Reproduce every line of the data below without any change.

## Start DATA LISTING

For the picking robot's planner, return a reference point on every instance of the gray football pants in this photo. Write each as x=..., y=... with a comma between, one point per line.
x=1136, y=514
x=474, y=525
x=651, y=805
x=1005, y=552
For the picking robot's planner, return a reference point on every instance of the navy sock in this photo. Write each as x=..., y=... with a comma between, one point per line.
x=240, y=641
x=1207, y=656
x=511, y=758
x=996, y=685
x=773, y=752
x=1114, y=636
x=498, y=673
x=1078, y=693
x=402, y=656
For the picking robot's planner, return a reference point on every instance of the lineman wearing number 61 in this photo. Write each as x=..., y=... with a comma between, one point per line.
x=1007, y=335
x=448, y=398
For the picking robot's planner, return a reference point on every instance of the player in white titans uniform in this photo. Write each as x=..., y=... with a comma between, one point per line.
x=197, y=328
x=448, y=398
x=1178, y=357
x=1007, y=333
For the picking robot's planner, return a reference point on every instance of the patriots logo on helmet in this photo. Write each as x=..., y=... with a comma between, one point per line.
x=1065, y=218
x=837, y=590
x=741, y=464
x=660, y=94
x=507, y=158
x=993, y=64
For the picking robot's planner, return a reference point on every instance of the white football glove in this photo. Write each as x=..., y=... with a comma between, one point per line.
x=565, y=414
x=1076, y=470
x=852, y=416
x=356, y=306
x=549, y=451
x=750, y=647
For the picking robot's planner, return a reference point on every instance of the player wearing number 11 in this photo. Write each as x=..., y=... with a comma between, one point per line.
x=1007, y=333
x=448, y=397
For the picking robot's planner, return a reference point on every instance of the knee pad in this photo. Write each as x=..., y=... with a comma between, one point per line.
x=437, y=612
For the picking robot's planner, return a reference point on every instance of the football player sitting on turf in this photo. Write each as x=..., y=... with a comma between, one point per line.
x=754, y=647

## End DATA LISTING

*OUTPUT OF THE EXERCISE*.
For the picking robot's planner, return a reference point on every instance of the gray football pants in this photo. Write each as x=..., y=... with a comma between, one point per line.
x=1136, y=514
x=474, y=525
x=651, y=805
x=1005, y=552
For the picking robot's planner, return a reference point on every instance of the navy sock in this photo. Write each as x=..., y=... with a comma between, one point per line.
x=240, y=641
x=1207, y=656
x=511, y=758
x=996, y=685
x=773, y=752
x=1114, y=636
x=498, y=673
x=1078, y=693
x=402, y=656
For the picking robot's planner, return a reference point on every instance of the lineman wearing number 61 in this photo. Write each as x=..., y=... with a comma between, one point per line.
x=1007, y=335
x=448, y=398
For the picking robot's planner, return a reference point on every instance of the player in white titans uniform in this photo. Write each as x=..., y=... with a comma between, one point per line.
x=197, y=328
x=448, y=398
x=1178, y=357
x=1007, y=333
For the picking robot's planner, return a reference point on every instance of the patriots logo on helmet in this photo. Write each as x=..., y=... with a comma between, one point per line.
x=1065, y=218
x=837, y=590
x=741, y=464
x=660, y=94
x=507, y=158
x=993, y=64
For the picking robot's planner, return a reference point on every instance of the white football glove in this photo. Write each as x=..., y=... with a comma between, one point per line.
x=565, y=414
x=1076, y=470
x=852, y=416
x=356, y=306
x=549, y=451
x=750, y=647
For the picking robot's planner, return a reference point on every instance of the player wearing number 11 in this photo. Write each as x=..., y=... with a comma between, one point per line.
x=1007, y=333
x=448, y=397
For the picking robot's planner, return a reference point on every instance of the knee pad in this photo. Write each as x=..., y=... with a comma between, one point per line.
x=437, y=612
For the picking robot's planner, return a reference point on every instance of the football player sitting on turf in this photo. Write each as x=..., y=... with a comma between, one point per line.
x=754, y=647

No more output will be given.